▶ WHAT THE TASK REQUIRES:
Copy out, exactly and with nothing else, the stretch of lines that starts at the line containing "point per instance: dog's ear" and finishes at the end of the data.

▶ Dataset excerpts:

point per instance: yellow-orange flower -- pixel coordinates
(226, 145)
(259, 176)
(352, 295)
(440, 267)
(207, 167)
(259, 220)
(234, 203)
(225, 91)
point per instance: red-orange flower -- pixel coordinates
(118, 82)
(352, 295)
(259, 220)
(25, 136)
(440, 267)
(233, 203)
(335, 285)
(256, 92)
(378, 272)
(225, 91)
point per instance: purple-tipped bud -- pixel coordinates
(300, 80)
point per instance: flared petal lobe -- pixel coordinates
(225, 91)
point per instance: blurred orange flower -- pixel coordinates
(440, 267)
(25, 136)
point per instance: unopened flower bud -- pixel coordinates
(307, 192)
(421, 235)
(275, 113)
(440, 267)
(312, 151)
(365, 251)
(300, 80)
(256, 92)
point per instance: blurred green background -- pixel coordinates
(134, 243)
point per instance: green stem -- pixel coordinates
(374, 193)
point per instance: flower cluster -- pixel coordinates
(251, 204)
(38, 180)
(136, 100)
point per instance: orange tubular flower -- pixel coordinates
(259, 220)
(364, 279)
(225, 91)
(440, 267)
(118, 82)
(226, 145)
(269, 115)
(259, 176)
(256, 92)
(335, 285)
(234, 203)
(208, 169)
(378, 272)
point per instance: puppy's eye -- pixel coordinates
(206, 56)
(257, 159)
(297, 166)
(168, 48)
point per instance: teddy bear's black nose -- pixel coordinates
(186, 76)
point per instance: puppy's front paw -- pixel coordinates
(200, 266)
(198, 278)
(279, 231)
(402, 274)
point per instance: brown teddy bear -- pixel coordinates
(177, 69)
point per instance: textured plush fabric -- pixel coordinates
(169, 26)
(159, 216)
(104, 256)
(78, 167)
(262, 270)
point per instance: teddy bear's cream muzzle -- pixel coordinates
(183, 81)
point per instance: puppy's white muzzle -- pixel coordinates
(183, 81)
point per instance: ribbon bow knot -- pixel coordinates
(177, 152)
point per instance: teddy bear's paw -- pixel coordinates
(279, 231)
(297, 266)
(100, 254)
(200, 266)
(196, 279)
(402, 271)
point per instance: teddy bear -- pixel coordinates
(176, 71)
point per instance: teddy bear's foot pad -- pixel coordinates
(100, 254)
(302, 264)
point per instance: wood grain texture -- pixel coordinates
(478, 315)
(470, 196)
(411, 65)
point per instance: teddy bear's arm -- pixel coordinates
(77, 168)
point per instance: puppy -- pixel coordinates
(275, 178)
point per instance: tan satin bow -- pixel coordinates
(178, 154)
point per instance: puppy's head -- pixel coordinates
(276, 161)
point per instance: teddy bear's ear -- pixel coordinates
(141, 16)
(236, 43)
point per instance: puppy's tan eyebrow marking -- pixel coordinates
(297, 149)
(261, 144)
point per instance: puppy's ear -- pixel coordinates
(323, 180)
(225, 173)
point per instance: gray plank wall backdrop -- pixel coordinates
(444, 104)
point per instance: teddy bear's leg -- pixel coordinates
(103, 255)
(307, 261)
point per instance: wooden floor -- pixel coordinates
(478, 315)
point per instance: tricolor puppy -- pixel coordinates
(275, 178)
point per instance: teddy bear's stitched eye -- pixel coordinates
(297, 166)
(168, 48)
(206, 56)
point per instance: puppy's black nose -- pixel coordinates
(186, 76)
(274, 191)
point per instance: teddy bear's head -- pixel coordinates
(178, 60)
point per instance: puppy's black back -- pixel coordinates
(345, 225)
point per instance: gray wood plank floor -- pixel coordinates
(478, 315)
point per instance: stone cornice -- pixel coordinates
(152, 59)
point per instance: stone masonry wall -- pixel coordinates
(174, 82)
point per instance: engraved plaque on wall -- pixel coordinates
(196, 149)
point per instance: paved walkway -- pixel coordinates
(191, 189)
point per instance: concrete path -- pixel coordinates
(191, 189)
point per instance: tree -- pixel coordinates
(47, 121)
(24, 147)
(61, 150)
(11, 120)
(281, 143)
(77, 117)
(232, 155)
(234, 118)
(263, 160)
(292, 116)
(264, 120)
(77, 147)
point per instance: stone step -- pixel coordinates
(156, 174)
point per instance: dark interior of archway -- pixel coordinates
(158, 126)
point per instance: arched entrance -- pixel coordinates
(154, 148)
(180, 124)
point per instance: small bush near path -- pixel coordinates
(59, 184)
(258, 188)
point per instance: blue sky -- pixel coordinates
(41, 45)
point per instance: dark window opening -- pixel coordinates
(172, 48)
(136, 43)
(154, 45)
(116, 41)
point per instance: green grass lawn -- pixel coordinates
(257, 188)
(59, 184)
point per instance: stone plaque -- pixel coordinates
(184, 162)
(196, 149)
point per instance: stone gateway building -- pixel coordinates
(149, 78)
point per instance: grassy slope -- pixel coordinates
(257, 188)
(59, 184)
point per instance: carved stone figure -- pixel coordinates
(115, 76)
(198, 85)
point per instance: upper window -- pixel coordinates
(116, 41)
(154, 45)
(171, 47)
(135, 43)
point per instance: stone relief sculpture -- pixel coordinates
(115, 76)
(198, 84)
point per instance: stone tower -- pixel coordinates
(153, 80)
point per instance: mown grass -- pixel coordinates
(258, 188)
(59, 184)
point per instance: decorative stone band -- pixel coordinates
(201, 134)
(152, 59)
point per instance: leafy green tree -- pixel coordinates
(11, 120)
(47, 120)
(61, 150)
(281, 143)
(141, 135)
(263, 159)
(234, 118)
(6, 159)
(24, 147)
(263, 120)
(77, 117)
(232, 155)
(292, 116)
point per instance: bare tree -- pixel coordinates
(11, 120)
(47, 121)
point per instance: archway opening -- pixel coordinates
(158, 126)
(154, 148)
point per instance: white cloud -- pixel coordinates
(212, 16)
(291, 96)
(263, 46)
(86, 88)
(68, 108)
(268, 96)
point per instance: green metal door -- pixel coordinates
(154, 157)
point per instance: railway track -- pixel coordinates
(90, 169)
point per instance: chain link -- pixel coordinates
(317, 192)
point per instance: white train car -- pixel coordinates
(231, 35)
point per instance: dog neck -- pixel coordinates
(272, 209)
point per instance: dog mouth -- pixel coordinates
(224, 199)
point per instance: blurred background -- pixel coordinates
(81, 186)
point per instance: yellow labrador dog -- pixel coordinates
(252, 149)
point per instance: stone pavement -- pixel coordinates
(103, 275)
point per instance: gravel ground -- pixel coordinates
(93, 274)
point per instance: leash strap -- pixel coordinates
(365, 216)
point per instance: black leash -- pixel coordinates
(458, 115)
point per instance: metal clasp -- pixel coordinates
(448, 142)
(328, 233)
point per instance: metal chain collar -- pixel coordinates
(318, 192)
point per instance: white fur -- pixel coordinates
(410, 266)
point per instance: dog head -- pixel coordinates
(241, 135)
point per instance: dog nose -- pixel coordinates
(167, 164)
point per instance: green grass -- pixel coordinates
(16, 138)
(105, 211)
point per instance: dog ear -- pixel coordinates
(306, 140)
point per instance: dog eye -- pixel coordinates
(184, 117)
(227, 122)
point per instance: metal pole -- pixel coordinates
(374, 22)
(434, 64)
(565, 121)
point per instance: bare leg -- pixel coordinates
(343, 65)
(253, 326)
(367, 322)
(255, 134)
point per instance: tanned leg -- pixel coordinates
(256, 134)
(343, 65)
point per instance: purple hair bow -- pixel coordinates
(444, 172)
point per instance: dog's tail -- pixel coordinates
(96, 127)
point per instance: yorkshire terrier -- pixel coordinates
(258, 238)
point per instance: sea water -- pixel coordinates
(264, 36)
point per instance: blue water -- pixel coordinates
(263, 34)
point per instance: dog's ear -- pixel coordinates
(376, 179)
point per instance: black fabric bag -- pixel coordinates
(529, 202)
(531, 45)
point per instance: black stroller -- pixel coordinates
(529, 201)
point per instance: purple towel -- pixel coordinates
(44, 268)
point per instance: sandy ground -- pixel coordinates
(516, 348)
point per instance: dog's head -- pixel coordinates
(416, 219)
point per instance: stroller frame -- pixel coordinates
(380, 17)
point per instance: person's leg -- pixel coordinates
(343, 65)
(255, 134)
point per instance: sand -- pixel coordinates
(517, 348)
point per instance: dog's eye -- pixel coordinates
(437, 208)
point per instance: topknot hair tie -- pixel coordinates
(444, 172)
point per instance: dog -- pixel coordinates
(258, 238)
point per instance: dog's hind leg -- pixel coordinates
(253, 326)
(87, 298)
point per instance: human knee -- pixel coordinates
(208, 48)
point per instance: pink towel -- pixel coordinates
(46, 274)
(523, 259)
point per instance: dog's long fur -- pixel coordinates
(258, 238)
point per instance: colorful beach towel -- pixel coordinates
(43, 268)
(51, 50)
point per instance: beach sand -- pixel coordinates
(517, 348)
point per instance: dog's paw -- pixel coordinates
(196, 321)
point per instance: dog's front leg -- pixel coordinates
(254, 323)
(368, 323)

▶ RESPONSE:
point per instance: dog's ear -- pixel coordinates
(376, 179)
point per instance: black fabric bag -- pixel coordinates
(529, 202)
(531, 45)
point per instance: black stroller -- pixel coordinates
(529, 201)
point per instance: purple towel -- pixel coordinates
(44, 268)
point per instance: sandy ground -- pixel coordinates
(516, 348)
point per instance: dog's head -- pixel coordinates
(416, 219)
point per instance: stroller frame -- pixel coordinates
(380, 17)
point per instance: person's leg -- pixel coordinates
(343, 65)
(255, 134)
point per instance: sand -- pixel coordinates
(517, 348)
point per instance: dog's eye -- pixel coordinates
(437, 208)
point per instance: topknot hair tie -- pixel coordinates
(444, 172)
point per instance: dog -- pixel coordinates
(258, 238)
point per instance: dog's hind leg -- pixel coordinates
(253, 326)
(87, 298)
point per instance: human knee -- pixel coordinates
(208, 48)
point per instance: pink towel -- pixel coordinates
(46, 274)
(523, 259)
point per instance: dog's long fur -- pixel coordinates
(258, 238)
point per instance: colorful beach towel -- pixel coordinates
(43, 268)
(51, 50)
point per instance: beach sand -- pixel coordinates
(517, 348)
point per instance: dog's paw -- pixel coordinates
(196, 321)
point per instance: dog's front leg -- pixel coordinates
(254, 323)
(368, 323)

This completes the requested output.